WHAT TO PRODUCE
What follows is a set of records; repeat all of them exactly.
DATA SHOWN: Begin
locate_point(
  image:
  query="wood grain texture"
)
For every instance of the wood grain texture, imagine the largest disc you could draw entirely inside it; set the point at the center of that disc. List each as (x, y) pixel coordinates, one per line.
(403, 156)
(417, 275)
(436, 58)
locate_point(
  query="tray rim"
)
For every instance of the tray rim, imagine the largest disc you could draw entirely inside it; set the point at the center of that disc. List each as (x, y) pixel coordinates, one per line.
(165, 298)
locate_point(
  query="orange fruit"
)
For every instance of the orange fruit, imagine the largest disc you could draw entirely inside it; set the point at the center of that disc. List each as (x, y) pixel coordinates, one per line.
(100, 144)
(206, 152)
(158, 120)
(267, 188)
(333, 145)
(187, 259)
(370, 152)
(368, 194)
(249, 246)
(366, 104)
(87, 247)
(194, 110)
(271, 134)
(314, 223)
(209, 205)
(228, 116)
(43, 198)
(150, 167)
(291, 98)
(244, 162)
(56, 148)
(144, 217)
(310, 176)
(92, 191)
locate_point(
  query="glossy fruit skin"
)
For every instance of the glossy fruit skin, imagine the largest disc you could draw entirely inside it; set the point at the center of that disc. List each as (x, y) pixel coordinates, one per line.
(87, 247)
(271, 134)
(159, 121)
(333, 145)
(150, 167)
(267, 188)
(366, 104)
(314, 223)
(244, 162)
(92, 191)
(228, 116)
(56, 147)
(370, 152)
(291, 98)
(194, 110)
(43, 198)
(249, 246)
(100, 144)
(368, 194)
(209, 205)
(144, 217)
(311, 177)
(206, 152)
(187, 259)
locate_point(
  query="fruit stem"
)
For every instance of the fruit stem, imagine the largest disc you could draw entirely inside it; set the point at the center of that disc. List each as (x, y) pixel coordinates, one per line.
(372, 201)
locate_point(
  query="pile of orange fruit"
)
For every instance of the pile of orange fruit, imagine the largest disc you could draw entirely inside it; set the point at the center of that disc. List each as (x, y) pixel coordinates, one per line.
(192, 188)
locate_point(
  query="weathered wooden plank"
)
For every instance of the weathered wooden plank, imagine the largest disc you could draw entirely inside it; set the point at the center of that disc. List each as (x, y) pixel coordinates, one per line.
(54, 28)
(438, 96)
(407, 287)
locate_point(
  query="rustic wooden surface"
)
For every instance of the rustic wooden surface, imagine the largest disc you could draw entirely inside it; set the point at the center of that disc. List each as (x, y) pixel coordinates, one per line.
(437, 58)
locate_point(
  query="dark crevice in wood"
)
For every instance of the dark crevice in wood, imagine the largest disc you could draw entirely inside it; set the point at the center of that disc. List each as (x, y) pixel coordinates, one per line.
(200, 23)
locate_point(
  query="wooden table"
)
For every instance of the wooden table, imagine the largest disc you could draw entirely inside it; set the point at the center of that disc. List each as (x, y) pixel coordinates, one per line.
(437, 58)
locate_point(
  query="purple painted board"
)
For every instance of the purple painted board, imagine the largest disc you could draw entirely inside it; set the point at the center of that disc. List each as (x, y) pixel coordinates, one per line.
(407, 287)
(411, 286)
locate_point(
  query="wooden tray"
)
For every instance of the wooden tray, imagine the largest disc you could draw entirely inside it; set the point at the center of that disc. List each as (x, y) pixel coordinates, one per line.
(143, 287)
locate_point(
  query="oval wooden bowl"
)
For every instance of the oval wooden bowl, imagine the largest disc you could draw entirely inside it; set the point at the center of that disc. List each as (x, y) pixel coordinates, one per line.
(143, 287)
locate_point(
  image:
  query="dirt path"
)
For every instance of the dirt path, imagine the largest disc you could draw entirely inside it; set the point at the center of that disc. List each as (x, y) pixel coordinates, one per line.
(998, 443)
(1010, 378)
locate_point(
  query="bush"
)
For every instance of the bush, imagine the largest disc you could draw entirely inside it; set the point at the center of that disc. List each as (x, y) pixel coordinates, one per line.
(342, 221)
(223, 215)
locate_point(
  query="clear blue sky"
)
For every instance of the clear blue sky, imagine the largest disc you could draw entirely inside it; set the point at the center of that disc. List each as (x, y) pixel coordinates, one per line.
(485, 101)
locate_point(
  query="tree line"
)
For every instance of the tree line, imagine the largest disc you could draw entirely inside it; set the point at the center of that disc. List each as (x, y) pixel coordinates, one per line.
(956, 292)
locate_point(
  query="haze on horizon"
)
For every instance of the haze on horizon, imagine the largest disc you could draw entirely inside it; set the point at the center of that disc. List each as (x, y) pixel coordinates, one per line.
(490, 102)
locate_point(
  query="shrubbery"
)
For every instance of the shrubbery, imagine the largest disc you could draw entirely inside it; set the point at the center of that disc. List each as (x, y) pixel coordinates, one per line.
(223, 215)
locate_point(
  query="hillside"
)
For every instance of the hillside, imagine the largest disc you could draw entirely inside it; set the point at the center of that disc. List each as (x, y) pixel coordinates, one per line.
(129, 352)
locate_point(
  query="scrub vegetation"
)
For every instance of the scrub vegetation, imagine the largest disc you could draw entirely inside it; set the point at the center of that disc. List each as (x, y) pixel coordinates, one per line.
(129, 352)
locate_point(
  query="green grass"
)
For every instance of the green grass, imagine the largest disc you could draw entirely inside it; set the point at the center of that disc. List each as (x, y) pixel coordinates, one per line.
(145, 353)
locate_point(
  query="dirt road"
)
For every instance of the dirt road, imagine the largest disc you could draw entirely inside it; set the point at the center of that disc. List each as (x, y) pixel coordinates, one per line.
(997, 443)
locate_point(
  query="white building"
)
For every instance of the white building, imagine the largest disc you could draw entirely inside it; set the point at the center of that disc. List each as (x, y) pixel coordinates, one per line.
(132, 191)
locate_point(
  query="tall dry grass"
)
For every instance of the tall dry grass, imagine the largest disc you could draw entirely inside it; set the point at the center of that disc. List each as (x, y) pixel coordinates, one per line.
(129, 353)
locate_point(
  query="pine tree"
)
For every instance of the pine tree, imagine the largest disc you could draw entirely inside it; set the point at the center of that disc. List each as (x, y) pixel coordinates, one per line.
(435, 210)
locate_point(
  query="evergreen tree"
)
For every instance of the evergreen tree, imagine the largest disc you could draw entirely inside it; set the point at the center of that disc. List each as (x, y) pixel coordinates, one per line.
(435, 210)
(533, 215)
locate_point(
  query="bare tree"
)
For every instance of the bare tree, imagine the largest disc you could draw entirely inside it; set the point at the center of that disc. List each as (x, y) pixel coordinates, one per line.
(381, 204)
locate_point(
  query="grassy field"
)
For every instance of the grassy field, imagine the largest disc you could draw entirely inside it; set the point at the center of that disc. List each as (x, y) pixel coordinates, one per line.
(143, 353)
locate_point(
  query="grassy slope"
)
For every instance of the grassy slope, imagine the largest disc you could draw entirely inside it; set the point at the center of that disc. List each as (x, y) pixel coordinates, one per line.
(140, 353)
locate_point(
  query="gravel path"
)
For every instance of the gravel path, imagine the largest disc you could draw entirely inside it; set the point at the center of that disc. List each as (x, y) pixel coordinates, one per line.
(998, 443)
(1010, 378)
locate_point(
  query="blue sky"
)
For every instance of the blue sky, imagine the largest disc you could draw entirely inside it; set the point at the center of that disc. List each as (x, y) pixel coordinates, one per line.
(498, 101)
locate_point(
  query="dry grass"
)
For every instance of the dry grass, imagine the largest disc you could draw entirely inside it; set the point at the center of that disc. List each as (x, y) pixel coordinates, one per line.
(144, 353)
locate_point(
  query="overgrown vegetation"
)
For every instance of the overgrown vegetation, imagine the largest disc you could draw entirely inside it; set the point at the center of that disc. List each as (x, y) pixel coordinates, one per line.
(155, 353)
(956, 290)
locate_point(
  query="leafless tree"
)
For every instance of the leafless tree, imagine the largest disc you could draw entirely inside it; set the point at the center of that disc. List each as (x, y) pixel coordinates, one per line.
DATA SHOWN: End
RESULT OF THE EXERCISE
locate_point(
  image:
  query="wood grain texture"
)
For every instance of the wood grain texture, imagine the largest disc you could draw entirely inside it; set the point at the center of that disc. List each as (x, y) pixel coordinates, one per line.
(403, 156)
(417, 275)
(436, 58)
locate_point(
  query="tray rim"
)
For every instance of the tray rim, imagine the largest disc you could draw entirely inside it; set the point at the center of that disc. List each as (x, y) pixel coordinates, one per line.
(165, 298)
locate_point(
  query="orange fruit"
)
For every instance of the orange fruit, imagine the largest disc you could draw entirely inside it; set the point at the center of that disc. List each as (x, y) pixel coordinates, one per line.
(100, 144)
(206, 152)
(158, 120)
(267, 188)
(333, 145)
(187, 259)
(370, 152)
(368, 194)
(249, 246)
(366, 104)
(87, 247)
(194, 110)
(271, 134)
(314, 223)
(209, 205)
(228, 116)
(43, 198)
(150, 167)
(291, 98)
(244, 162)
(56, 148)
(144, 217)
(310, 176)
(92, 191)
locate_point(
  query="glossy fruit skin"
)
For every instance of the glossy fruit skin, imagine the largest disc you could draw entirely inside it; set the point at the center of that disc. List each as (x, y) pixel coordinates, one per line.
(87, 247)
(271, 134)
(159, 121)
(333, 145)
(150, 167)
(267, 188)
(366, 104)
(314, 223)
(244, 162)
(92, 191)
(228, 116)
(56, 147)
(370, 152)
(291, 98)
(194, 110)
(43, 198)
(249, 246)
(100, 144)
(368, 194)
(209, 205)
(144, 217)
(311, 177)
(206, 152)
(187, 259)
locate_point(
  query="fruit stem"
)
For every instance of the fruit stem, imagine the largest disc you could draw entirely inside it; set the point at the center of that disc. List each as (x, y) pixel coordinates, one per line.
(372, 201)
locate_point(
  query="pile of orange fruit"
)
For every instance of the pile of orange fruit, imagine the largest disc you could draw entirely inside it; set the point at the center of that disc. List each as (x, y) pixel coordinates, one per line.
(192, 188)
locate_point(
  query="weathered wooden plank"
)
For every instance of the weathered wooden plank, imagine the largest disc you could draw entirely inside it; set the point at the center of that disc. List each as (x, y) pixel coordinates, one per line.
(54, 28)
(438, 96)
(407, 287)
locate_point(
  query="rustic wooden surface"
)
For every instance of the rustic wooden surface, imagine the largest disc you could draw entirely inside it; set the point at the center of that disc. List each as (x, y) pixel coordinates, one per line.
(437, 58)
locate_point(
  query="dark crevice in wood"
)
For every instance of the dark crevice in wood, imagine the largest disc you could draw entirely inside it; set the point at the center of that disc. List each as (x, y) pixel coordinates, one per line.
(200, 23)
locate_point(
  query="wooden table"
)
For every instance of the wooden table, imagine the largest disc you could draw entirely inside it; set the point at the center of that disc. List each as (x, y) pixel coordinates, one per line.
(437, 58)
locate_point(
  query="purple painted board"
)
For every instance of the purple painted board, imagine the largest disc you could draw entirely inside it; set the point at the center of that disc. List each as (x, y) pixel coordinates, one per line.
(407, 287)
(411, 286)
locate_point(
  query="wooden tray"
)
For every instance of the wooden tray, imagine the largest disc you could draw entirely inside it; set the point at the center of that disc. List each as (x, y) pixel coordinates, one per line.
(143, 287)
locate_point(
  query="oval wooden bowl"
)
For every instance of the oval wooden bowl, imagine the largest disc you could draw entirely inside it; set the point at the center of that disc. List each as (x, y) pixel coordinates, one per line.
(143, 287)
locate_point(
  image:
  query="dirt path"
)
For every instance of the dirt path, imagine the largest disc you could draw entirely inside it; set the point at the center of that disc. List each as (x, y) pixel coordinates, one per line.
(998, 443)
(1010, 378)
locate_point(
  query="bush"
)
For every instance of the bush, imagine the largest disc you could draw entirely inside it; set the point at the center of that disc. List each as (x, y) pixel coordinates, one per line.
(342, 221)
(223, 215)
locate_point(
  query="clear blue sky"
)
For every instance of the clear blue sky, imagine the largest disc you could draw entirely inside it; set the point at the center of that disc. List each as (x, y) pixel coordinates, one per line.
(485, 101)
locate_point(
  query="tree line"
)
For every instance of the tree line, imagine the largest disc you could draw entirely inside it; set the point at the center of that disc. List each as (x, y) pixel coordinates, one per line.
(956, 292)
locate_point(
  query="haze on horizon"
)
For every instance of the haze on horizon, imagine the largest disc you could draw entirely inside it; set the point at the center of that disc. List each as (x, y) pixel coordinates, one per line.
(490, 102)
locate_point(
  query="shrubbery"
)
For every instance of the shrubbery, imagine the largest disc you could draw entirely inside it; set the point at the center of that disc. List each as (x, y) pixel coordinates, one per line.
(223, 215)
locate_point(
  query="hillside"
)
For every instance of the hillside, imagine the largest disc you could draw entirely inside it; set the point at the center of that disc. List each as (x, y) pixel coordinates, one per line.
(129, 352)
locate_point(
  query="scrub vegetation"
)
For every instance of the scrub vegetation, imagine the largest disc you could draw entirely inside it; set the point at the center of that disc. List each as (x, y) pixel coordinates, one per line.
(129, 352)
locate_point(
  query="green grass"
)
For every instance of the green grass, imagine the largest disc you could draw entirely inside it; set the point at the center of that disc. List each as (x, y) pixel coordinates, one per line.
(145, 353)
locate_point(
  query="dirt road"
)
For every instance of the dirt road, imagine the largest disc you could draw entirely inside it; set the point at the center of that disc. List each as (x, y) pixel coordinates, one per line.
(997, 443)
locate_point(
  query="white building"
)
For every instance of the white building, imagine the largest disc you could draw entirely inside it; set the point at the center of that disc. List each as (x, y) pixel coordinates, one per line.
(132, 191)
locate_point(
  query="tall dry grass"
)
For every instance of the tall dry grass, imagine the largest disc you could draw entirely inside it; set the point at the center of that disc. List each as (x, y) pixel coordinates, one per line.
(129, 353)
locate_point(
  query="pine tree"
)
For every instance of the pine tree, imagine the largest disc you could draw entirely inside it; set the point at the center of that disc. List each as (x, y) pixel coordinates, one per line.
(435, 210)
locate_point(
  query="evergreen tree"
)
For every instance of the evergreen tree, imagine the largest disc you could draw entirely inside it; set the point at the center of that disc. List each as (x, y) pixel coordinates, one per line.
(435, 210)
(533, 215)
locate_point(
  query="bare tree"
)
For every instance of the bare tree, imagine the largest disc you could draw entirely inside it; set the point at the center of that disc. List each as (x, y) pixel coordinates, one per line.
(381, 204)
locate_point(
  query="grassy field"
)
For every instance of the grassy field, imagine the largest disc you could draw entirely inside it; set the point at the center of that disc. List each as (x, y) pixel coordinates, one per line.
(143, 353)
locate_point(
  query="grassy slope"
)
For every instance of the grassy slope, imagine the largest disc you could draw entirely inside it; set the point at the center of that disc. List each as (x, y) pixel coordinates, one per line.
(140, 353)
locate_point(
  query="gravel path"
)
For every instance of the gravel path, imagine the largest disc you could draw entirely inside it; set the point at the center of that disc. List each as (x, y) pixel coordinates, one per line.
(998, 443)
(1010, 378)
locate_point(
  query="blue sky"
)
For every instance of the blue sky, imagine the largest disc you could draw entirely inside it; set the point at the center of that disc. List each as (x, y) pixel coordinates, one per line.
(498, 101)
locate_point(
  query="dry grass"
)
For every instance of the dry grass, imagine the largest disc you could draw entirely inside it; set the point at the center of that disc. List each as (x, y) pixel coordinates, one per line.
(144, 353)
locate_point(
  query="overgrown vegetation"
)
For every instance of the overgrown vegetation, imagine the largest disc you could draw entirely inside it; set the point at the center of that disc. List each as (x, y) pixel coordinates, one per line.
(155, 353)
(956, 290)
locate_point(
  query="leafless tree"
)
For every instance of the leafless tree, imagine the largest disc you could draw entirely inside it; set the point at the center of that disc. List each as (x, y) pixel coordinates, one per line.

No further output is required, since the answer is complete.